■ Given data:
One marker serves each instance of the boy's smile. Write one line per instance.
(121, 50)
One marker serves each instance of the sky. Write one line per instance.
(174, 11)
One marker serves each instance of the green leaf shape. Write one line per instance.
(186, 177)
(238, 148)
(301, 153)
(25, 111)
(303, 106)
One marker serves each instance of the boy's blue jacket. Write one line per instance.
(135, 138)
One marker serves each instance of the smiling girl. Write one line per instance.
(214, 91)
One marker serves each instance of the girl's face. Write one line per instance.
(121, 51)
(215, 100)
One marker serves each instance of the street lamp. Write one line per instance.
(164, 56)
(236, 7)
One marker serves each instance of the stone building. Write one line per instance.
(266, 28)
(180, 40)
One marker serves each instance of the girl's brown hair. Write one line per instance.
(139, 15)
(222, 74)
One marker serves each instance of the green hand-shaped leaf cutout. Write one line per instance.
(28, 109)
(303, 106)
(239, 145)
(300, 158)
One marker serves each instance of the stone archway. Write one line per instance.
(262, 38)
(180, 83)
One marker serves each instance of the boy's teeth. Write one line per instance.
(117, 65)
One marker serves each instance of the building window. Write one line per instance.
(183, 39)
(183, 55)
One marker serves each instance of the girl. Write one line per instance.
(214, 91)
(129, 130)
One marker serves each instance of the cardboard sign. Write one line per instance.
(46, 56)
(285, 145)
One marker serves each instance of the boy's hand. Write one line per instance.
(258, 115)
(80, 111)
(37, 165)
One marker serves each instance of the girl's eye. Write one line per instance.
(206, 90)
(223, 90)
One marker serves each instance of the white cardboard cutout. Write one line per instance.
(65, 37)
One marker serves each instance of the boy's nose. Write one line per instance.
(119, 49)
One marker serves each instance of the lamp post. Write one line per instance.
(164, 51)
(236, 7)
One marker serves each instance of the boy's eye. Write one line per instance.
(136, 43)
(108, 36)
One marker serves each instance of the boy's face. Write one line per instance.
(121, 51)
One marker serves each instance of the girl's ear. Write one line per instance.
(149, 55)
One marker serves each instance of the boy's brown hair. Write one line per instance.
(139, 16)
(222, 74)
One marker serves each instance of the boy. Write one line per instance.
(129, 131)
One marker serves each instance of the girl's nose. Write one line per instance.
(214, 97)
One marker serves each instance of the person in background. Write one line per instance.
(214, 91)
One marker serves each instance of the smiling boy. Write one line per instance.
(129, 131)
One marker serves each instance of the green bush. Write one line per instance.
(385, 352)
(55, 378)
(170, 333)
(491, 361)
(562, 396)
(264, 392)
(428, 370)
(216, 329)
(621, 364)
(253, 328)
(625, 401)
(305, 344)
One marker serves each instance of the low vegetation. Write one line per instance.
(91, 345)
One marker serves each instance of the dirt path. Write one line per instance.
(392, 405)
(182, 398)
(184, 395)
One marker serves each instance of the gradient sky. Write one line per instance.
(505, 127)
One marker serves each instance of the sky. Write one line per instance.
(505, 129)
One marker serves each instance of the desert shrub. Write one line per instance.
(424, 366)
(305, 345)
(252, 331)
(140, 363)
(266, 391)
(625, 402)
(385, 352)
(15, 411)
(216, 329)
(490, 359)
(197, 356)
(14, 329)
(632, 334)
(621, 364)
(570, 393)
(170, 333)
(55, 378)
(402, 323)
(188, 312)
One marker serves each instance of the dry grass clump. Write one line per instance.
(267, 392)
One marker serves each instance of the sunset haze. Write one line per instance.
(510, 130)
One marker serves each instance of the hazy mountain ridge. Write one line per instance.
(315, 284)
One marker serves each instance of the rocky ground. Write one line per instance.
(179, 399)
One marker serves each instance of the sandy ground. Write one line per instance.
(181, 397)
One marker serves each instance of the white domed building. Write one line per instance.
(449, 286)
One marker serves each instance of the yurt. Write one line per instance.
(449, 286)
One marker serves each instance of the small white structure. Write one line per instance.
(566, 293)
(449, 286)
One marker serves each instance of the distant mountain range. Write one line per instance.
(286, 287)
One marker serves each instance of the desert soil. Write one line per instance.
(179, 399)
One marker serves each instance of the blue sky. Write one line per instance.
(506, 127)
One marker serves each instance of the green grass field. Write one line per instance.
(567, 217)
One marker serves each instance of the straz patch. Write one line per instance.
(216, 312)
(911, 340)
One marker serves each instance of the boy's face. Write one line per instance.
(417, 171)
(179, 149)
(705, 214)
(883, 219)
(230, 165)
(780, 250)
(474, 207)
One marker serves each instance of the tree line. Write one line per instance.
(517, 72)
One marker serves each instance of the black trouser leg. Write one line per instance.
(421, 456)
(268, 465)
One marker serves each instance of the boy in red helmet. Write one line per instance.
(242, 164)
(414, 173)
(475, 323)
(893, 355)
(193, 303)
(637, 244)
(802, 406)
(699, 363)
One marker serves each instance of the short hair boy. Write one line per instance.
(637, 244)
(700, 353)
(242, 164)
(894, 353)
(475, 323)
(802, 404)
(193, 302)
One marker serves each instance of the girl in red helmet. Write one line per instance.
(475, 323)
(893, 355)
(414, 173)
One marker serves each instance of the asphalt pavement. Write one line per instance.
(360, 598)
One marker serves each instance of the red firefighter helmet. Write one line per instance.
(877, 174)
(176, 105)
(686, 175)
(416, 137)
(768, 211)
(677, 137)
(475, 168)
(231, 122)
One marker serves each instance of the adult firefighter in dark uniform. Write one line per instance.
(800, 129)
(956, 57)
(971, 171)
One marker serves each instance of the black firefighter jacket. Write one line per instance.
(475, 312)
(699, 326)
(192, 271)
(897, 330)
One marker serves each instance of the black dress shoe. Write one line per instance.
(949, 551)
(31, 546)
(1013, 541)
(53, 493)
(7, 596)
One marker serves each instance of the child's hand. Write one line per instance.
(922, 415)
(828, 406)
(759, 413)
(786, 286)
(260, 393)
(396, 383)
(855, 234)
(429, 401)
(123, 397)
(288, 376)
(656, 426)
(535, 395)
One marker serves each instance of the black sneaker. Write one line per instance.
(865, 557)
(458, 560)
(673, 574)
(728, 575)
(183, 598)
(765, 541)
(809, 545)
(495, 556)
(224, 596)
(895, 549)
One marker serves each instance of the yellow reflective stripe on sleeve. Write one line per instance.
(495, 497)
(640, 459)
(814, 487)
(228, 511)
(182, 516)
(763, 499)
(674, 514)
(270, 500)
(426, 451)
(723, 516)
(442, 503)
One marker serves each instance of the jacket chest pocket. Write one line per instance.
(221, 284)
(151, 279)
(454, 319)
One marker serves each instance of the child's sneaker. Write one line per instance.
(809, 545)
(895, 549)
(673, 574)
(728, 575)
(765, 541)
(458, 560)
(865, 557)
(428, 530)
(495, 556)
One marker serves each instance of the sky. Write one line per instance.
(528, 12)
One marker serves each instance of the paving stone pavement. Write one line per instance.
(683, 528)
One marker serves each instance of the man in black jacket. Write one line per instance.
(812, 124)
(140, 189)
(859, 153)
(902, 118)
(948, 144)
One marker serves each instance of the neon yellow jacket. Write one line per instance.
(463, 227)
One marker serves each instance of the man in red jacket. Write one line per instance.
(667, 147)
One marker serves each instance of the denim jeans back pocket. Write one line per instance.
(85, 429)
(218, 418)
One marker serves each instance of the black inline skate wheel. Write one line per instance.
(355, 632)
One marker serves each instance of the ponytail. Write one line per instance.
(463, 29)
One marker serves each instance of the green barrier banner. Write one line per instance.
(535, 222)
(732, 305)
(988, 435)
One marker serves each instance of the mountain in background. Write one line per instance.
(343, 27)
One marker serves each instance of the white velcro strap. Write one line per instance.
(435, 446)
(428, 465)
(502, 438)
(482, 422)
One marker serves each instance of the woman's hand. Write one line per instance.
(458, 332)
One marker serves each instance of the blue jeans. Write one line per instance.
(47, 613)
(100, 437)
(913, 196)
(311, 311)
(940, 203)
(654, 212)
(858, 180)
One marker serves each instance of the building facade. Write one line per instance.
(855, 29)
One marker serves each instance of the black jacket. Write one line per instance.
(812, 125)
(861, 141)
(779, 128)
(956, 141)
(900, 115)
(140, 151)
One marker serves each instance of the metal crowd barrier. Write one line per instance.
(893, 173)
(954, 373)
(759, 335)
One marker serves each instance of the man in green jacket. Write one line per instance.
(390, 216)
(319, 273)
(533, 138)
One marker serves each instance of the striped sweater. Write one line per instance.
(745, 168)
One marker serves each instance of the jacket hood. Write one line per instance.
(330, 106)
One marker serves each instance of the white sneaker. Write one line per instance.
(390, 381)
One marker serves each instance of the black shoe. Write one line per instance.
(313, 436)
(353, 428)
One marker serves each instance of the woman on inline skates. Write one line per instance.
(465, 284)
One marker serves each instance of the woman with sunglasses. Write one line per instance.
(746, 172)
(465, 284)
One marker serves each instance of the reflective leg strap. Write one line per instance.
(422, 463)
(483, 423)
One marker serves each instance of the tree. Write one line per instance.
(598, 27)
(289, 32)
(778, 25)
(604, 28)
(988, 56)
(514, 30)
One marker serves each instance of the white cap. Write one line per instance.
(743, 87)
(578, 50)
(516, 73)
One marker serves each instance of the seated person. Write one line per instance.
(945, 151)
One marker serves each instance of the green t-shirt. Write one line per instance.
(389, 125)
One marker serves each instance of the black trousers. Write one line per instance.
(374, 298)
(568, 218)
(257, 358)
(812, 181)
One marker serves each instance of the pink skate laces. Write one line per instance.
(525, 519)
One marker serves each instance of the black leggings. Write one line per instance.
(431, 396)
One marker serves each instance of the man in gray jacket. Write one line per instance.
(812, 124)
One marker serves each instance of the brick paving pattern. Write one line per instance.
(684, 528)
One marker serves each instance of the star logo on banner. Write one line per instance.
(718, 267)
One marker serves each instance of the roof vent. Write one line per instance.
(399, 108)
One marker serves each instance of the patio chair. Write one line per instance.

■ What is being asked:
With both ends included, please retype exactly the lines from the line containing "One marker serves each instance of the reflective" to the final line of the data.

■ Answer to this exercise:
One marker serves each instance of the reflective leg strap. Write one line per instance.
(422, 463)
(483, 423)
One marker serves each instance of the tree. Write one line per instance.
(598, 27)
(289, 32)
(778, 25)
(604, 28)
(988, 56)
(514, 30)
One marker serves each instance of the white cap. Write one line per instance.
(743, 87)
(578, 50)
(516, 73)
One marker serves each instance of the seated person. Write one line per instance.
(945, 151)
One marker serves each instance of the green t-shirt. Write one line per instance.
(389, 125)
One marker serves each instance of the black trousers. Write one line per instance.
(374, 298)
(568, 218)
(257, 358)
(812, 181)
One marker serves each instance of the pink skate laces. Write one line per instance.
(525, 519)
One marker serves each instance of the black leggings. Write one line per instance.
(431, 396)
One marker serves each instance of the man in gray jacket. Write one line per instance.
(812, 124)
One marker serves each instance of the brick paving pattern. Write one line per instance.
(684, 528)
One marker serves each instance of the star logo on banner. Write one line per instance.
(718, 267)
One marker serves each instance of the roof vent. Write one line per instance.
(399, 108)
One marker serves each instance of the patio chair. Write one line per instance.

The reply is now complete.